### Given instruction
In the part of the listing that opens with the line containing "the stacked stone" and runs through the end of the listing, change "cloudy sky" to "overcast sky" and write those lines out again with nothing else altered.
--- start Dataset entries ---
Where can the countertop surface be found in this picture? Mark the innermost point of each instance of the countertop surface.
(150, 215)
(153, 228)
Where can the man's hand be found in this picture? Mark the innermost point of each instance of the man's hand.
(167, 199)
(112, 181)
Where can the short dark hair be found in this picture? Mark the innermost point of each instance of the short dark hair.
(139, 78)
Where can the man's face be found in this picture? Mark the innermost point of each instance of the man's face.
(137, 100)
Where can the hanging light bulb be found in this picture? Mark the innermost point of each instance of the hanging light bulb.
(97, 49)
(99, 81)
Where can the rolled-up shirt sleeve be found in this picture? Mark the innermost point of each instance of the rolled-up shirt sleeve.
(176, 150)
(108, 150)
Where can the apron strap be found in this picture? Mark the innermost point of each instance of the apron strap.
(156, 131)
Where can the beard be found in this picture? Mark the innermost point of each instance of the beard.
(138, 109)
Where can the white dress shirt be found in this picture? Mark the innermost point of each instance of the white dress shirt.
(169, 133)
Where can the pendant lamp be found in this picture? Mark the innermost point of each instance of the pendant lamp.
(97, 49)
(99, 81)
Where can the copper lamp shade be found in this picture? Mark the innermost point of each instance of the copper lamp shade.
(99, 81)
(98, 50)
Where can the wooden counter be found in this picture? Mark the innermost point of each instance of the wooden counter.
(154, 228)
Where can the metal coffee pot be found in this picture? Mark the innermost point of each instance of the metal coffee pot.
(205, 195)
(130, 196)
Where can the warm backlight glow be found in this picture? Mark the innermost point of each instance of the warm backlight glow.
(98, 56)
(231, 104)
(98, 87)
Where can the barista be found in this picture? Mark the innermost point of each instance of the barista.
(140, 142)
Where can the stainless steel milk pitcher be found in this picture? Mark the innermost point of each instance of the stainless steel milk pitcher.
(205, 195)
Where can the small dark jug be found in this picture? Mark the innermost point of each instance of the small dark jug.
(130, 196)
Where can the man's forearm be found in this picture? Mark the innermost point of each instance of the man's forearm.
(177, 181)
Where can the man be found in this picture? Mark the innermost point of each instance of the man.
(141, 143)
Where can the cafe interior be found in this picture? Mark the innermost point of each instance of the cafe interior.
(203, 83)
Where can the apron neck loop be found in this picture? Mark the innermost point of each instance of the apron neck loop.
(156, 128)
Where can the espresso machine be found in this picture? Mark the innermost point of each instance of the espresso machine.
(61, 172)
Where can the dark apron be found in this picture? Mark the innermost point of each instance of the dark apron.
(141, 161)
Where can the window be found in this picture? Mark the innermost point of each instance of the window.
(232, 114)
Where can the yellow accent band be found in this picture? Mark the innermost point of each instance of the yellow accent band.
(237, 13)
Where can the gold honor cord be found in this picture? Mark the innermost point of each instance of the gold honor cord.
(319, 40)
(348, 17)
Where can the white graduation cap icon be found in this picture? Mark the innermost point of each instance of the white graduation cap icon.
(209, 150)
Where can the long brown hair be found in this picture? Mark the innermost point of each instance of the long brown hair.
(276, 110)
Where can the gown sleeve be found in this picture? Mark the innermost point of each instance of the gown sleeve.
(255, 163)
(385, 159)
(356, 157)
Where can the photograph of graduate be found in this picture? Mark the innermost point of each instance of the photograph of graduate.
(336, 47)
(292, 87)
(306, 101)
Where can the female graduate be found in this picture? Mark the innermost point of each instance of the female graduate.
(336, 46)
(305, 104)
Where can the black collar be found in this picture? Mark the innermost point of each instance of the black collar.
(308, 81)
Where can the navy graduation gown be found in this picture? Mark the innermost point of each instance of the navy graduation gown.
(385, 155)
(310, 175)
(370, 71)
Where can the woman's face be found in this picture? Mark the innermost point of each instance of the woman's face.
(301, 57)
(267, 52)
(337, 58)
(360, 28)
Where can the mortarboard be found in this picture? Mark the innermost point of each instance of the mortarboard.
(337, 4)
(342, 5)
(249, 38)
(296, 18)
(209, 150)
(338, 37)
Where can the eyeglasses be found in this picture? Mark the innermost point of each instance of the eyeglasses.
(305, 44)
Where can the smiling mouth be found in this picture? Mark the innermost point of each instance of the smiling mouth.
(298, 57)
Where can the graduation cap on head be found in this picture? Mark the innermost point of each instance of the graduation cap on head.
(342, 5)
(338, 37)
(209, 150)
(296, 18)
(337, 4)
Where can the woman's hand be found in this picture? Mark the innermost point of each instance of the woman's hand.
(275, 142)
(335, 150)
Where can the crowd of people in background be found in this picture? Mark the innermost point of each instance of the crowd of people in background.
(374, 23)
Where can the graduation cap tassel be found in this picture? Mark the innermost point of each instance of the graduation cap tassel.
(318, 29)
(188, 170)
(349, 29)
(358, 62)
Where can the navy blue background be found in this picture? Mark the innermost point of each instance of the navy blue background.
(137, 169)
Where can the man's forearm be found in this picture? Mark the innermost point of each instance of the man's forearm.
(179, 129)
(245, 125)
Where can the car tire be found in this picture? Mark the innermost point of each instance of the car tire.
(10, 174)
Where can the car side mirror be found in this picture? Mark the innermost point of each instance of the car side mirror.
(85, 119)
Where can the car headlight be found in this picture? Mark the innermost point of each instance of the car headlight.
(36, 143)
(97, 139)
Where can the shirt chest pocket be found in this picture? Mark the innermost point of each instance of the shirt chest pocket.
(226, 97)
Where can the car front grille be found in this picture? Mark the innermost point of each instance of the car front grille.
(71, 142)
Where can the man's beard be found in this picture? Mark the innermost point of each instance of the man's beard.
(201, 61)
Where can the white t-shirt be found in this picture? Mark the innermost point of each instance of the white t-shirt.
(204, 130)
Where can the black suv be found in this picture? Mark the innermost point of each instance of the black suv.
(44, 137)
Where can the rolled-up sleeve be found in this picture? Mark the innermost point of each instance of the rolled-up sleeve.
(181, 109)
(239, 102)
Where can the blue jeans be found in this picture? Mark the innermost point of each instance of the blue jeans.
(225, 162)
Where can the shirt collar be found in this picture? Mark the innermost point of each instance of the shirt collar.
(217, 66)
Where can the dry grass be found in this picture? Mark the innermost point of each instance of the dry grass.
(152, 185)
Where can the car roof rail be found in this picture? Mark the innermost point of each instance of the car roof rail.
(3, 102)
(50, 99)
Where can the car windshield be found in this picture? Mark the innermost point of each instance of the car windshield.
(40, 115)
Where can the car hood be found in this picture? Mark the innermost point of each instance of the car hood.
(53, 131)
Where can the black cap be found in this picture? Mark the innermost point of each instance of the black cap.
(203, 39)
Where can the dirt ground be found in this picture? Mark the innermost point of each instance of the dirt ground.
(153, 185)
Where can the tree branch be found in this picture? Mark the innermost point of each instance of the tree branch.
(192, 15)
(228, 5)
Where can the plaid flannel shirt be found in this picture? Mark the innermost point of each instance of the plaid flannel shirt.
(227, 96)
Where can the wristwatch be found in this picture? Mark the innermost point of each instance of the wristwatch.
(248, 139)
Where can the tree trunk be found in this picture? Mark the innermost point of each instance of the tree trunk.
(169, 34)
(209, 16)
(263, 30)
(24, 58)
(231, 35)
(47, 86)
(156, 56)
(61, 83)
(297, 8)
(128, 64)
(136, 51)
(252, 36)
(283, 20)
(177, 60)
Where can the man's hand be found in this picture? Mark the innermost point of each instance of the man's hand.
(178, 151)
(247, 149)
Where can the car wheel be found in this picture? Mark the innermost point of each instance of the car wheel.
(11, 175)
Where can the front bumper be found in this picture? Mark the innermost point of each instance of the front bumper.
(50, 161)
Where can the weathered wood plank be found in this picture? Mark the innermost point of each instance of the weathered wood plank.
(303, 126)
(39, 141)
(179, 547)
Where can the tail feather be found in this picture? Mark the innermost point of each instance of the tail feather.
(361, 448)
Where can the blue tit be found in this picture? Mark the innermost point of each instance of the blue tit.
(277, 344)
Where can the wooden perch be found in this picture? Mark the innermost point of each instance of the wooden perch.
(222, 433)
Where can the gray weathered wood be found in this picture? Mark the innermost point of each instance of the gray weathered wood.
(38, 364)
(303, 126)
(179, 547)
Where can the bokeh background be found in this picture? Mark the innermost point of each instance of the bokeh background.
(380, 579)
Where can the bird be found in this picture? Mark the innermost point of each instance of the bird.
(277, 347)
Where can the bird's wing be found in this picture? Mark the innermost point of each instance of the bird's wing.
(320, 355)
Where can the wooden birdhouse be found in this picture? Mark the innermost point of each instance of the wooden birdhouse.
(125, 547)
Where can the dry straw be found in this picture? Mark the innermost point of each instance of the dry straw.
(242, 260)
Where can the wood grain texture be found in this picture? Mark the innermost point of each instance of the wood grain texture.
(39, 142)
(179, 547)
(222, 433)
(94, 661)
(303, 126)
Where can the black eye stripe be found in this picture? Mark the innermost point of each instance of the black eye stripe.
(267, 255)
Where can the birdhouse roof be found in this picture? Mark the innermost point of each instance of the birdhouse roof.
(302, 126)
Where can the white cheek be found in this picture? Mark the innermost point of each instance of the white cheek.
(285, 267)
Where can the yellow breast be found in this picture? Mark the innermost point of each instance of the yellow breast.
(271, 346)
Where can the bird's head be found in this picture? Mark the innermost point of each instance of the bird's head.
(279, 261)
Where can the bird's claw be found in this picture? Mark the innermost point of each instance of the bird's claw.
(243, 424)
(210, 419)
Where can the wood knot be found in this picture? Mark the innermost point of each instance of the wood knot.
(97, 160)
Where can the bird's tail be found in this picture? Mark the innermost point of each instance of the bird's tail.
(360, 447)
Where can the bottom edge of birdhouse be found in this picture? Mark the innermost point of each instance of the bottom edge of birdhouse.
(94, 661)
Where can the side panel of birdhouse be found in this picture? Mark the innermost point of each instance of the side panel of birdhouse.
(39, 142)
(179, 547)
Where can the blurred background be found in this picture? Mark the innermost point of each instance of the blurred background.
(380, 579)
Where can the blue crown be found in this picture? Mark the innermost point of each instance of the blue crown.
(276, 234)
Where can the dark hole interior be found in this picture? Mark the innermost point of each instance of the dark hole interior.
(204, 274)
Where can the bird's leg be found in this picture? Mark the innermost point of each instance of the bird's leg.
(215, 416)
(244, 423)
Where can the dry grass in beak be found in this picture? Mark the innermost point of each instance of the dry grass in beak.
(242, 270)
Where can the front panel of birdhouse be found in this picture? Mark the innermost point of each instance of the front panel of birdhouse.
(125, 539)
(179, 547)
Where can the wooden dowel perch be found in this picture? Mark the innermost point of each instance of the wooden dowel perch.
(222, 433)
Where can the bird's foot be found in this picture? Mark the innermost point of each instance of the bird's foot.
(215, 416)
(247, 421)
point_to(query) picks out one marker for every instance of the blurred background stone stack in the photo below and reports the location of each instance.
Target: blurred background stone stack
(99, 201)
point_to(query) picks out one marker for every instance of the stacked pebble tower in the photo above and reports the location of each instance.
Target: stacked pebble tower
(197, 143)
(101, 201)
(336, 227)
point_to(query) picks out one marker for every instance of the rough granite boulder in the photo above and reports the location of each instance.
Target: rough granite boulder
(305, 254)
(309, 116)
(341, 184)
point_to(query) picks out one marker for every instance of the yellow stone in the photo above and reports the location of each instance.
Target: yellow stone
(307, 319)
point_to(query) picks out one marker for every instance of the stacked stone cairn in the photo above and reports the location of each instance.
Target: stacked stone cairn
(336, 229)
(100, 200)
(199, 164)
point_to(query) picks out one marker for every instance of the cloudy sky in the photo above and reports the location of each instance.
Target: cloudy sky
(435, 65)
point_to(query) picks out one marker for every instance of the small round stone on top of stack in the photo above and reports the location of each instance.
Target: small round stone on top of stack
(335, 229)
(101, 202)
--- end Dataset entries ---
### Full output
point_to(query) picks out one marker for every instance of the stacked stone cairn in the photo above and reports the location of each instance.
Target: stacked stone cairn
(336, 229)
(100, 200)
(199, 164)
point_to(query) picks out one marker for every instance of the overcast sky in the photo above and reports the location of each instance.
Target: overcast sky
(435, 65)
point_to(query) picks out one marker for every instance of the small round stone on top of stack in the photo above and reports the location of each instance.
Target: small round stone on top of stack
(335, 229)
(101, 202)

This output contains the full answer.